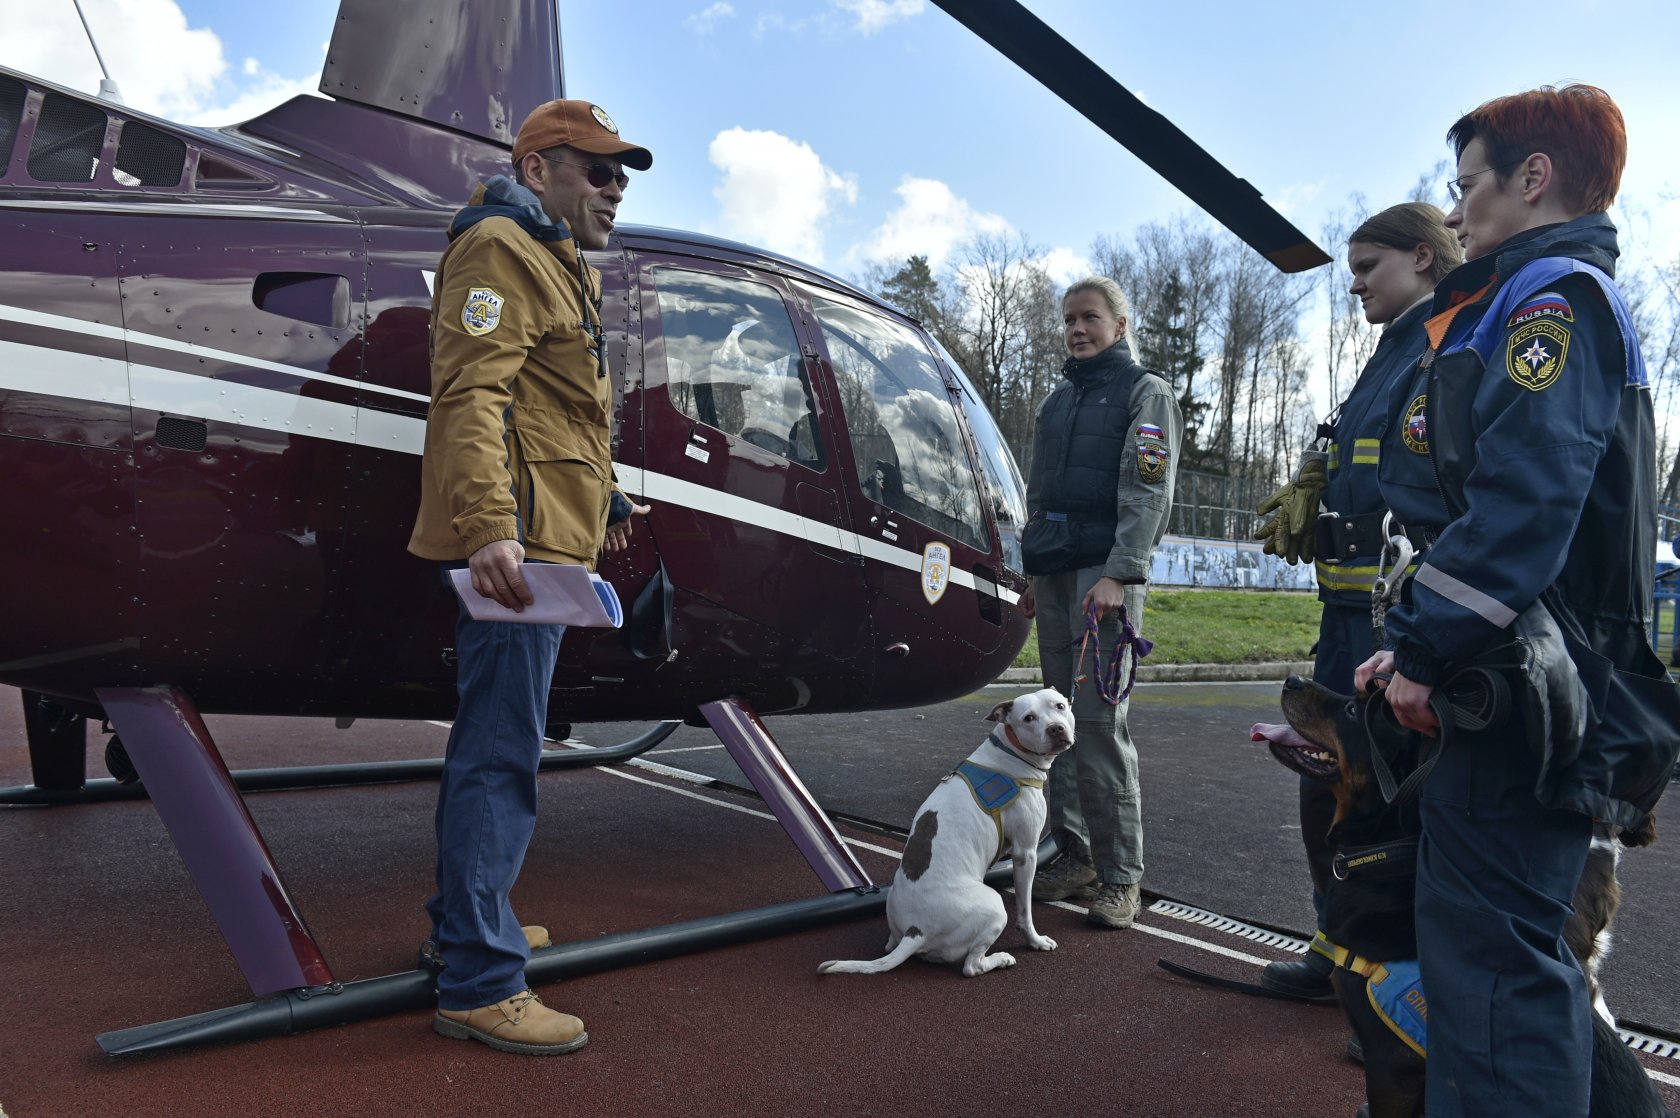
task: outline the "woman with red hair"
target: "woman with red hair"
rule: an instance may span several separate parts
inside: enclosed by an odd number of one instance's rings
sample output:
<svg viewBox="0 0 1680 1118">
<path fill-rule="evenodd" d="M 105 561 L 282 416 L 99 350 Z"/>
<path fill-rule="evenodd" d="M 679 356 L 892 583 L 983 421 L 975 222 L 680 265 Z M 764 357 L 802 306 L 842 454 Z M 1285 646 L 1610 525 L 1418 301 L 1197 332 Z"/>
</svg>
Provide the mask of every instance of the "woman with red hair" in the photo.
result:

———

● What needs to be done
Your task is an exact transcription of all the data, minus the pictures.

● Your response
task: outline the "woman with red hair"
target: "woman with red hair"
rule: an instance may span several separate parts
inside: enclosed by an odd number of one instance's rings
sample output:
<svg viewBox="0 0 1680 1118">
<path fill-rule="evenodd" d="M 105 561 L 282 416 L 99 350 Z"/>
<path fill-rule="evenodd" d="M 679 356 L 892 583 L 983 421 L 975 222 L 680 265 Z M 764 357 L 802 306 L 842 454 Z M 1285 646 L 1610 525 L 1418 301 L 1197 332 Z"/>
</svg>
Provide the mask of every instance of the "woman with red hair" in the photo.
result:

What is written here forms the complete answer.